Task requirements - Display, copied in full, each line of the records below that contains the string "woman". Matching is case-sensitive.

********

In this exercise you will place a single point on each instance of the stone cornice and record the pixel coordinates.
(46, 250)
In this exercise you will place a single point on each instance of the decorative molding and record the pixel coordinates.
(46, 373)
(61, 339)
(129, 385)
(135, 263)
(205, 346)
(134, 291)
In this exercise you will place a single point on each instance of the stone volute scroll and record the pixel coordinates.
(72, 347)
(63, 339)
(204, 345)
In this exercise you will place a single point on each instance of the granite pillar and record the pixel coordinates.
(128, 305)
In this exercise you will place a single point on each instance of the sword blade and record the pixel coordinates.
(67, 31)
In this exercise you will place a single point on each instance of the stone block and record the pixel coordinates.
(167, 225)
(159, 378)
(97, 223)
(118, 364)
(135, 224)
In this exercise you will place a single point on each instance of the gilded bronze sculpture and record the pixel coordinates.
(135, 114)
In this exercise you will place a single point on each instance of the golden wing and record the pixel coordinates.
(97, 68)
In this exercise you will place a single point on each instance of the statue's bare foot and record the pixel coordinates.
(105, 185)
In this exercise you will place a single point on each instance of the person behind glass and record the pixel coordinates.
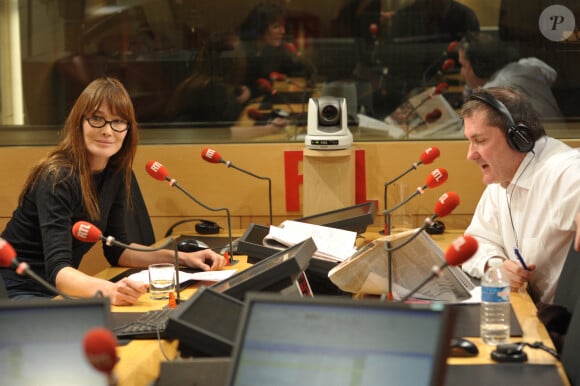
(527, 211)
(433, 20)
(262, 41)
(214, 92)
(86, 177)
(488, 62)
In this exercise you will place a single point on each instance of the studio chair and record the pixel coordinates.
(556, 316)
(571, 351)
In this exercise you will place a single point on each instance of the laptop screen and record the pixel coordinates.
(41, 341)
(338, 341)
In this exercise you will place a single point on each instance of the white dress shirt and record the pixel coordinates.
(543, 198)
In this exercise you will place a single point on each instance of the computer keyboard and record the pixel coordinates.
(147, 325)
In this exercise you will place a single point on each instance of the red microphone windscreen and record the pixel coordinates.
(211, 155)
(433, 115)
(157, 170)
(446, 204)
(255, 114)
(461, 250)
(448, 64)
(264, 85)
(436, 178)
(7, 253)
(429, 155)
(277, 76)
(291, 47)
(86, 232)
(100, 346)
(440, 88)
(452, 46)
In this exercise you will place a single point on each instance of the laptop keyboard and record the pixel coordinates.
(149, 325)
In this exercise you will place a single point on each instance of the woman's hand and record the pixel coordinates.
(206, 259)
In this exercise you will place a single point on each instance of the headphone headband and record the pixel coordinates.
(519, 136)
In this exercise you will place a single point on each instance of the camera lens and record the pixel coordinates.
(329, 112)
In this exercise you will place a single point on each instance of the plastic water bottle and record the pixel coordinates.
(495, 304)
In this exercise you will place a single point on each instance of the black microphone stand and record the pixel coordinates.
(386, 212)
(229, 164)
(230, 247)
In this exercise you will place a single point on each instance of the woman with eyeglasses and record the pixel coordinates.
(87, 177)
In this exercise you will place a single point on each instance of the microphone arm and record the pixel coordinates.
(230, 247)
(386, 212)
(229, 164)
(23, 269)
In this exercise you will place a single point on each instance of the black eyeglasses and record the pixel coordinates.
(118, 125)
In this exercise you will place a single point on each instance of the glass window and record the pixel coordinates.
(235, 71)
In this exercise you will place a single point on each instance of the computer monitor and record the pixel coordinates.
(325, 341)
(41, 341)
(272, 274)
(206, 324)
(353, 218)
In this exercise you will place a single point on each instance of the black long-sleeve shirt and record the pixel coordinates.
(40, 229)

********

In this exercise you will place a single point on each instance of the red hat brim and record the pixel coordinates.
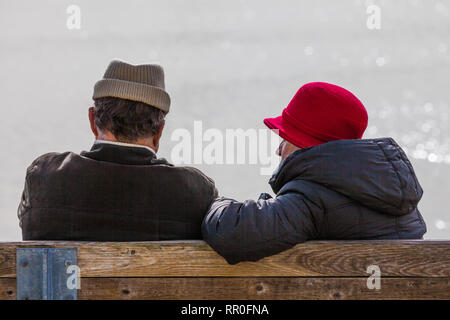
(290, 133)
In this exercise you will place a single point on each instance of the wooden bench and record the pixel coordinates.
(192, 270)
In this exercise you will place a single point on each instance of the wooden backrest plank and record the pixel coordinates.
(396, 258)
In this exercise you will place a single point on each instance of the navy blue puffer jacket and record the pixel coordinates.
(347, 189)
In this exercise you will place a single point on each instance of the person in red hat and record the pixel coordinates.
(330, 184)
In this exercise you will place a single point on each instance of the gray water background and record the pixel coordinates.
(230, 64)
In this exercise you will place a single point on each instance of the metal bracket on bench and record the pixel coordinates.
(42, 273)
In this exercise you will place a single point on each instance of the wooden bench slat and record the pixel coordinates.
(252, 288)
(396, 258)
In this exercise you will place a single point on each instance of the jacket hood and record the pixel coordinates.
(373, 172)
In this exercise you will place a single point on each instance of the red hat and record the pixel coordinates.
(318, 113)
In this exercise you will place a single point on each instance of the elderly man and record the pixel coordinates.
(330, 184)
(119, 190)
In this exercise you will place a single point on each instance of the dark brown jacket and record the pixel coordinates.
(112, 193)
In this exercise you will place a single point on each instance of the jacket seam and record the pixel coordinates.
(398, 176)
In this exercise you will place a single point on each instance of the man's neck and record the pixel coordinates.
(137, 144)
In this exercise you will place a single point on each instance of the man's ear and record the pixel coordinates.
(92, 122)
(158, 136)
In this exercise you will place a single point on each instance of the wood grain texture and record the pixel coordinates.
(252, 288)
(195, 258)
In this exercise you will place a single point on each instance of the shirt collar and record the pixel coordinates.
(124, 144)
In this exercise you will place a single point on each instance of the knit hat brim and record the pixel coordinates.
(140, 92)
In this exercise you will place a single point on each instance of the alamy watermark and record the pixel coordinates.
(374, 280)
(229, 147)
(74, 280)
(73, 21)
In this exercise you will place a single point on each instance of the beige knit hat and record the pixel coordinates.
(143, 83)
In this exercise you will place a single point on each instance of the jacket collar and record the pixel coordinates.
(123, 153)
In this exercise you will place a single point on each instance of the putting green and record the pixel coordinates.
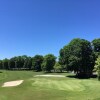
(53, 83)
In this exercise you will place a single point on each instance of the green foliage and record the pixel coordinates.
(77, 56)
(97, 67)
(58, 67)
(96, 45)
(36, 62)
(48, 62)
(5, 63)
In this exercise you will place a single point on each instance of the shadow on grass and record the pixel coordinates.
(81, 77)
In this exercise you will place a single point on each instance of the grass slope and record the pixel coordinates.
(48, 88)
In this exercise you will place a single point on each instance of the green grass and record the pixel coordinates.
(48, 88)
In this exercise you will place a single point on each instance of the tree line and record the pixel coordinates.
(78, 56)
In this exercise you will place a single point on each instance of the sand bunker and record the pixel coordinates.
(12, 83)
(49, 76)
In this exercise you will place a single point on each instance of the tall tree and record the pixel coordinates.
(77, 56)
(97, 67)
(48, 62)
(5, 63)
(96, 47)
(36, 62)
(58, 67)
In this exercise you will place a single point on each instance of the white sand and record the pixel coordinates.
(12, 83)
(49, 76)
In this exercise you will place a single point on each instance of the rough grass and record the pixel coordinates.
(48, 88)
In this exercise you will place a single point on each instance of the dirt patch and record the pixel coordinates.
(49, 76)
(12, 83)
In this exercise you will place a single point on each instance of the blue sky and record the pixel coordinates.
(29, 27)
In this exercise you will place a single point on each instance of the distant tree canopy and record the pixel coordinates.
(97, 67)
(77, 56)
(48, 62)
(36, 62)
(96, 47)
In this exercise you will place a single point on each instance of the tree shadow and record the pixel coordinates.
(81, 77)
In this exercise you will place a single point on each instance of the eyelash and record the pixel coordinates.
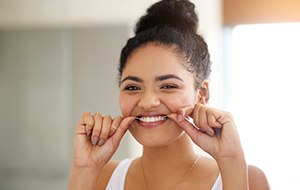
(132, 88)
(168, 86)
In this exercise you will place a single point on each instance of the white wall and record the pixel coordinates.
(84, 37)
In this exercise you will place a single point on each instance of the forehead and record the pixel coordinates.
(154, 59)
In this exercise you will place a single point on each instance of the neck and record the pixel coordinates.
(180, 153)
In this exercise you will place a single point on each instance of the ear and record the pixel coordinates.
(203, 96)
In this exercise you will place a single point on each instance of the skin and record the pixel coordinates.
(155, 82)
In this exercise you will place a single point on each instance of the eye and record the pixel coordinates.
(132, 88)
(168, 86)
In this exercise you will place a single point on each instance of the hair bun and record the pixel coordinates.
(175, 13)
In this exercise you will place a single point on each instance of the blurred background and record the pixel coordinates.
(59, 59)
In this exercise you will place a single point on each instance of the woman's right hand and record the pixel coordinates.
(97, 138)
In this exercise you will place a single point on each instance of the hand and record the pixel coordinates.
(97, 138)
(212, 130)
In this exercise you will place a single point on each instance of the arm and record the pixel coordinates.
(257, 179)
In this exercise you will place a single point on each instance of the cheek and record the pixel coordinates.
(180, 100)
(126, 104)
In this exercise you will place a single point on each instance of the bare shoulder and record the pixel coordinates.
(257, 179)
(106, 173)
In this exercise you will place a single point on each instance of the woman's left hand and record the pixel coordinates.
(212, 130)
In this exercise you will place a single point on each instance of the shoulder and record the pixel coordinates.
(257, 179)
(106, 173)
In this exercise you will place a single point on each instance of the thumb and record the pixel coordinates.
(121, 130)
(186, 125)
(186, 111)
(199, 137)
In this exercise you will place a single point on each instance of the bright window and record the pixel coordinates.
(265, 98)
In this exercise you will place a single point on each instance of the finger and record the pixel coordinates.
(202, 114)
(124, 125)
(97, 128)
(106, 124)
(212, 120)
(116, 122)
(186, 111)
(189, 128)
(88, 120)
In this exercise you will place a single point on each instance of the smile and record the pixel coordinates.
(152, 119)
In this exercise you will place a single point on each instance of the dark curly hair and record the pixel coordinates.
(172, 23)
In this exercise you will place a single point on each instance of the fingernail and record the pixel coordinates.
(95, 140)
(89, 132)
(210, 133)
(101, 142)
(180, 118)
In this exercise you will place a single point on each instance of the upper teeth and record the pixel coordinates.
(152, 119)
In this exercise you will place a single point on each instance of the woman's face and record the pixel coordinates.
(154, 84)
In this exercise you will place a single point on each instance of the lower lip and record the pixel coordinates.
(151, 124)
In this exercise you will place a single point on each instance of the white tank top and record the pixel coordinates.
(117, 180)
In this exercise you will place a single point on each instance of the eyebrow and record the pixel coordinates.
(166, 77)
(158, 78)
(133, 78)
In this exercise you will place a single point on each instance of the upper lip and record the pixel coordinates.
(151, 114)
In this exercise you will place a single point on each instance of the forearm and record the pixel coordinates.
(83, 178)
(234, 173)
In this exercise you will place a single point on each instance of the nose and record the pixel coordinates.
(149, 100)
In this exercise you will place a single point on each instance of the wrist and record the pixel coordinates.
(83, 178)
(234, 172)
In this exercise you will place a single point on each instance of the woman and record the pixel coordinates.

********

Full response -
In this exercise you will place a single point on each instance of the woman's hand and record the pixel coordinates.
In this exercise you will place a single point on each instance of the woman with eyeglasses and record the pixel coordinates.
In this exercise you will place a single point on each instance of the woman's right hand and record the pixel coordinates.
In this exercise you will place a single point on each instance of the woman's left hand and record the pixel coordinates.
In this exercise you will place a single point on each instance of the woman's face and record the pixel coordinates.
In this exercise you will place a single point on each instance of the woman and record the pixel coordinates.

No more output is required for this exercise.